[Start of section]

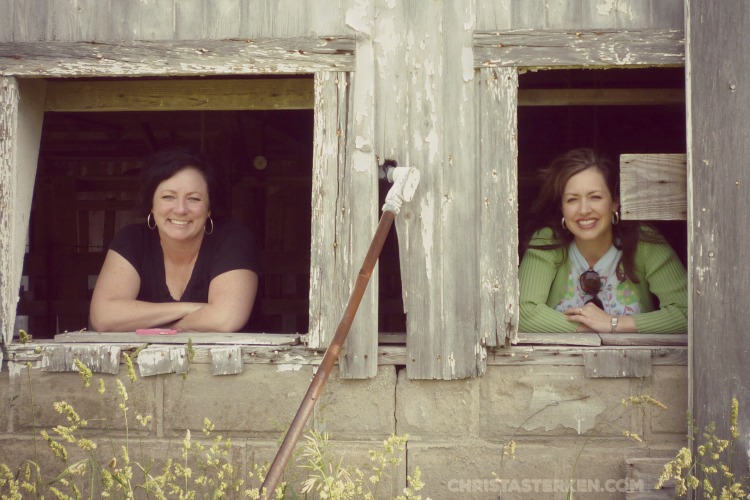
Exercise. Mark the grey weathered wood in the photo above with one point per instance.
(574, 355)
(221, 19)
(359, 198)
(181, 338)
(226, 360)
(494, 14)
(600, 97)
(177, 58)
(617, 363)
(344, 196)
(498, 217)
(529, 14)
(642, 475)
(718, 128)
(653, 187)
(655, 339)
(186, 95)
(21, 114)
(331, 96)
(98, 358)
(442, 340)
(161, 360)
(602, 47)
(582, 339)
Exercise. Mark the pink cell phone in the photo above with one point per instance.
(156, 331)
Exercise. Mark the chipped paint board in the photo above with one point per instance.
(617, 363)
(600, 47)
(653, 186)
(98, 358)
(498, 239)
(226, 360)
(21, 115)
(160, 360)
(569, 339)
(177, 58)
(182, 338)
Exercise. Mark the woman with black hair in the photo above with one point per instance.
(184, 268)
(585, 270)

[End of section]

◆ **Activity**
Would you output the data exactly, without any of its images?

◆ **Exercise answer**
Exercise. Mark the grey weathered wood in the photo above with one point per instance.
(574, 355)
(221, 19)
(359, 198)
(181, 338)
(226, 360)
(494, 14)
(600, 97)
(177, 58)
(617, 363)
(344, 196)
(498, 217)
(529, 14)
(642, 475)
(718, 128)
(653, 187)
(655, 339)
(186, 95)
(21, 114)
(331, 96)
(98, 358)
(442, 340)
(161, 360)
(602, 47)
(582, 339)
Exercise. Mark the pink cell phone in the photo above with one point per instance.
(156, 331)
Exercise. Mark the chipped paint board in the photo above with one point per instance.
(617, 363)
(600, 47)
(653, 186)
(98, 358)
(498, 239)
(226, 360)
(21, 115)
(160, 360)
(569, 339)
(177, 58)
(182, 338)
Exercise. Mark the woman with black hair in the photo above with one point per instance.
(184, 268)
(585, 270)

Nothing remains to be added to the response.